__Problem requirements__:
Present the records below as a numbered list with no blank lines.

Rows from a dataset:
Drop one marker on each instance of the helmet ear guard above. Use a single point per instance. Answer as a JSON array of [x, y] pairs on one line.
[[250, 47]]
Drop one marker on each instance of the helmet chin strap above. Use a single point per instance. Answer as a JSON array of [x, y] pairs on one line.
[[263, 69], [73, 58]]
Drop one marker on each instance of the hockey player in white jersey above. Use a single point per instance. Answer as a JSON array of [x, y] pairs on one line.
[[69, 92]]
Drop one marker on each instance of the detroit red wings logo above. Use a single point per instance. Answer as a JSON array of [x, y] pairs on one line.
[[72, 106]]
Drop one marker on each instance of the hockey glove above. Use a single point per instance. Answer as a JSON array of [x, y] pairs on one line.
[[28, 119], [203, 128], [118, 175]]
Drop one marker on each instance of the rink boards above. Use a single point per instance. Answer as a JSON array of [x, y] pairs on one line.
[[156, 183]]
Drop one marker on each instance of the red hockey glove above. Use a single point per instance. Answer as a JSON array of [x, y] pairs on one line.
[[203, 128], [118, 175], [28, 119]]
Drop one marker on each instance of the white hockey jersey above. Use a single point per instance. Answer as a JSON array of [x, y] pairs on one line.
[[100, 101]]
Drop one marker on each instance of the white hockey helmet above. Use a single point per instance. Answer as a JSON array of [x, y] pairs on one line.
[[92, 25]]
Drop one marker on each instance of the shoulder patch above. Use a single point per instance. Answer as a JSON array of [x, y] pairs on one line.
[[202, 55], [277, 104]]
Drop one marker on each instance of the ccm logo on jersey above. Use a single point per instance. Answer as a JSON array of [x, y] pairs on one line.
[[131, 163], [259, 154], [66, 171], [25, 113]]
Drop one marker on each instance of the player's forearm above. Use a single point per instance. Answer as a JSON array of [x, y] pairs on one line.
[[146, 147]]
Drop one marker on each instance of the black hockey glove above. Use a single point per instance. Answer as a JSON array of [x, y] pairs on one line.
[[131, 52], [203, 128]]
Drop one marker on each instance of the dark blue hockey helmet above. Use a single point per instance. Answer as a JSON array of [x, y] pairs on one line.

__Expected answer__:
1. Drop one marker on each instance of the helmet ear guard above. Use a single point per instance. Answer as a JSON array of [x, y] pairs on one line.
2. [[250, 47]]
3. Drop one marker on each instance of the helmet chin strap above. Use a single point per instance. Answer as a JSON array of [x, y] pairs on one line.
4. [[263, 69], [73, 58]]
5. Drop one marker on each instance of the hockey player in white jersey above. Use a single point per instance. Answer as a JSON array of [x, y] pairs on one line.
6. [[69, 92]]
7. Drop one marker on each instance of the detroit red wings logo above. Use a single point per instance. Answer as a JSON array of [x, y] pairs on one line.
8. [[72, 106]]
9. Drop one marker on each instance of the hockey glove above. Use a single point per instance. Answer as a JSON array of [x, y] pairs on one line.
10. [[28, 119], [203, 128], [118, 175]]
11. Drop one marker on each instance of the rink boards above. Use a single point per instance. Answer as a JSON array of [x, y] pairs on one line.
12. [[156, 183]]
13. Drop one marker on each instance of the red hockey glove above. Use a single point per instance. Answer as a JSON array of [x, y] pairs on one line.
14. [[203, 128], [118, 175], [28, 119]]
15. Drop one marker on each instance of the white hockey jersey above. Use a single point per instance. Answer as a JSON array of [x, y] pairs on one line.
16. [[100, 101]]
17. Drop one marker on each instance of the white hockey helmet above. Use a single point per instance. Answer as a JSON array of [x, y] pairs on one line.
18. [[92, 25]]
19. Drop one marker on each instance of the shoulder patch above. Use a single point per instance. Answer as a JSON array of [x, y] pairs on one line.
20. [[202, 55], [277, 104]]
21. Drop one marker on each instance of the ccm logo on jersey above. Use a single point per instance. Answer as a JSON array of [x, y] pairs on one line.
22. [[131, 163], [259, 154], [66, 171], [25, 113]]
23. Drop one marker on each instance of the player's forearm above. Use a single point per instance. Answer as a JSON array of [x, y] pairs on one line.
24. [[146, 147]]
25. Drop one marker on each instance of the black hockey glove above. Use a single point per instance. Answer as a JSON array of [x, y] pairs on one line.
26. [[131, 52], [203, 128]]
27. Drop one marker on each instance of the dark blue hockey helmet above. Use a single point per instance. Answer as a JSON array of [x, y] pairs on one line.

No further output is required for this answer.